Pull every line containing "photo" out of the listing below.

-=-=-=-=-

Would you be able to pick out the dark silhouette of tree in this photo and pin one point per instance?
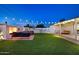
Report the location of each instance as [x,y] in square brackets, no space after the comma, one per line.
[40,26]
[29,26]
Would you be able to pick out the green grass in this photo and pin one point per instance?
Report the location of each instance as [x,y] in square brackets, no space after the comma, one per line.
[44,44]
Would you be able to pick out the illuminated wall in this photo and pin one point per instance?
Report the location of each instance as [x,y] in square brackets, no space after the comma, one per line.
[12,29]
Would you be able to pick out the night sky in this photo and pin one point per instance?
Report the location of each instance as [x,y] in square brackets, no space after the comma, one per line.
[33,14]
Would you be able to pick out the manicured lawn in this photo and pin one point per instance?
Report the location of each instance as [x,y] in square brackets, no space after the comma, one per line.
[42,44]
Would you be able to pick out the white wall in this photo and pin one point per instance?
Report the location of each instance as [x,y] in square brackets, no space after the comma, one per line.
[42,30]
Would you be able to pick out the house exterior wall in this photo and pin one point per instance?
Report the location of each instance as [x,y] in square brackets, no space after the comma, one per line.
[68,26]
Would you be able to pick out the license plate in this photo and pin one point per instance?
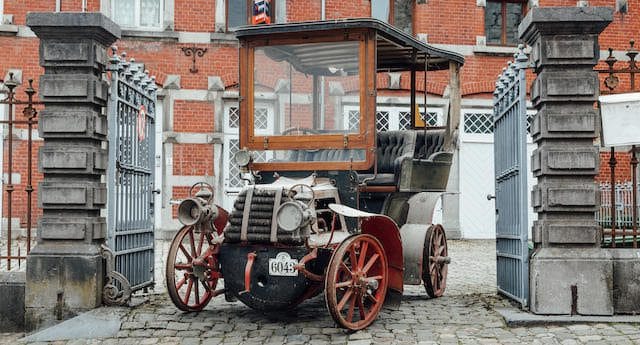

-=-=-=-=-

Completed task –
Would you be able to pick out the dark silhouette of tree in this photo and pin one point per instance?
Would you be able to pick out the green grass in this photo and pin one point per instance?
Would you be able to pick out the illuminated wall in this photo and pin one point per instance?
Would you be able to pick out the night sky in this photo and pin one point per instance?
Would you be able to pick out the manicured lawn in this photo and pin one point per instance?
Would you be able to pick out the white wall in this photo and pin one point per instance?
Would you be able to pick out the house exterior wall in this photo and pin one point per instance?
Would you be able to pick out the license plate in this photo and pin one point per instance?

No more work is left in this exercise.